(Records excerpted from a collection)
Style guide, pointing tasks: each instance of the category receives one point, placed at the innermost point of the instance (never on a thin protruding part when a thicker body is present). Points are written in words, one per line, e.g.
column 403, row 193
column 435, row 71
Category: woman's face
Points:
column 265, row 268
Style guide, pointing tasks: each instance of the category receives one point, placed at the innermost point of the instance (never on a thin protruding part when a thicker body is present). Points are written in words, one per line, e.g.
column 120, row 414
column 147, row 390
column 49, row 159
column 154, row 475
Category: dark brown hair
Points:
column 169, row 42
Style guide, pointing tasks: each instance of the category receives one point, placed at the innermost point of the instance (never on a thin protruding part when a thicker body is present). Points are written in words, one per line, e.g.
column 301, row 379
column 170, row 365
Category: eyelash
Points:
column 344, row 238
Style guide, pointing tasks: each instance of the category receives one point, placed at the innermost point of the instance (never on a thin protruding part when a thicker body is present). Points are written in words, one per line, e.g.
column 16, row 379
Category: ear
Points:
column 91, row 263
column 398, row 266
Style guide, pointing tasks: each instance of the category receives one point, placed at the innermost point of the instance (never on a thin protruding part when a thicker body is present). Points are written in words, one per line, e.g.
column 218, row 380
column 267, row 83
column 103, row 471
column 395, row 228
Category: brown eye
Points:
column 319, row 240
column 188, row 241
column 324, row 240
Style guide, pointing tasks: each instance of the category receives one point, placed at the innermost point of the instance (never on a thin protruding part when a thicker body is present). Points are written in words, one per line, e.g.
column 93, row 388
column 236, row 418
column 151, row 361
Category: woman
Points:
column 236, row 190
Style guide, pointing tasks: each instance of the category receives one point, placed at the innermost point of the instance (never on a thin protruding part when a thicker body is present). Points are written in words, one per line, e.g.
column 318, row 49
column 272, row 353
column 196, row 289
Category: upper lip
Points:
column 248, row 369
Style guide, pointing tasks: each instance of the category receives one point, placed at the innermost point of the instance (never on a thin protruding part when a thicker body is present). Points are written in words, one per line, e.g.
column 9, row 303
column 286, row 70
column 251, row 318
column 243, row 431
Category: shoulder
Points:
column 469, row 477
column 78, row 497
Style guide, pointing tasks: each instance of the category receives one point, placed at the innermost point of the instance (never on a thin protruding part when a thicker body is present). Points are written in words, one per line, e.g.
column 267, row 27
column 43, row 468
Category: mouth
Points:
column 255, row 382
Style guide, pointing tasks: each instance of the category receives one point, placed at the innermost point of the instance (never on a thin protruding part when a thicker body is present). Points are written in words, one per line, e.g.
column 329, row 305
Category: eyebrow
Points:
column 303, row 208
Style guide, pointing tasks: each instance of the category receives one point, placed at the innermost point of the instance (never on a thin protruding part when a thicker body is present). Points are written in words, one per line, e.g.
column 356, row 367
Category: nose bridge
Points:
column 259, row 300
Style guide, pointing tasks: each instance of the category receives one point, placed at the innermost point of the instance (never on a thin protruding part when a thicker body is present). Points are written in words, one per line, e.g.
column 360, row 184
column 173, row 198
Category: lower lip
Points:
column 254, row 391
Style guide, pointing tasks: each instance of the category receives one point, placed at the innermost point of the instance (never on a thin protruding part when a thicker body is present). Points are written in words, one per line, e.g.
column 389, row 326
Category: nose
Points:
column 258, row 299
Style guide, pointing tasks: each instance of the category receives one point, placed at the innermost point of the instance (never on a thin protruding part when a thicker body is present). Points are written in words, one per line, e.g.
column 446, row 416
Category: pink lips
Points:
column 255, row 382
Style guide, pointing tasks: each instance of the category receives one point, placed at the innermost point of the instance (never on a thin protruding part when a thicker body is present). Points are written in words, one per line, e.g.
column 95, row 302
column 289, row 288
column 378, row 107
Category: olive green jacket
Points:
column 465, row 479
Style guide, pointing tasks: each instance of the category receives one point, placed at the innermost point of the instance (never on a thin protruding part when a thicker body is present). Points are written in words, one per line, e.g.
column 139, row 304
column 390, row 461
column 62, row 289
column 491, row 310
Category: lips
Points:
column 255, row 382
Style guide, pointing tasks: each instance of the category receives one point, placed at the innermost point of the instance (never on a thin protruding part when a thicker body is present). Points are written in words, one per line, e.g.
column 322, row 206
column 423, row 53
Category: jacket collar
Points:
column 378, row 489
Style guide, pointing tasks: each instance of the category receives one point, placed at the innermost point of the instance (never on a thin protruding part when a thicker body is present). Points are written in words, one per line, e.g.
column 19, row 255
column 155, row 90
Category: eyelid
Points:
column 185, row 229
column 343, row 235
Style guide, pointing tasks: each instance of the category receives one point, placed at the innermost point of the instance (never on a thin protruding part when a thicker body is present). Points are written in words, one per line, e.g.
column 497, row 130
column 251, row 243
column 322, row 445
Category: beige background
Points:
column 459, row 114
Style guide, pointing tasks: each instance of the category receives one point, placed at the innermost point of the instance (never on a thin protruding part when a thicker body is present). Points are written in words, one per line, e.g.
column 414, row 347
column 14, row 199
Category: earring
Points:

THE PROBLEM » For each line of the data that has the word "woman", report that line.

ANSWER TO THIS PROBLEM »
Category: woman's face
Category: woman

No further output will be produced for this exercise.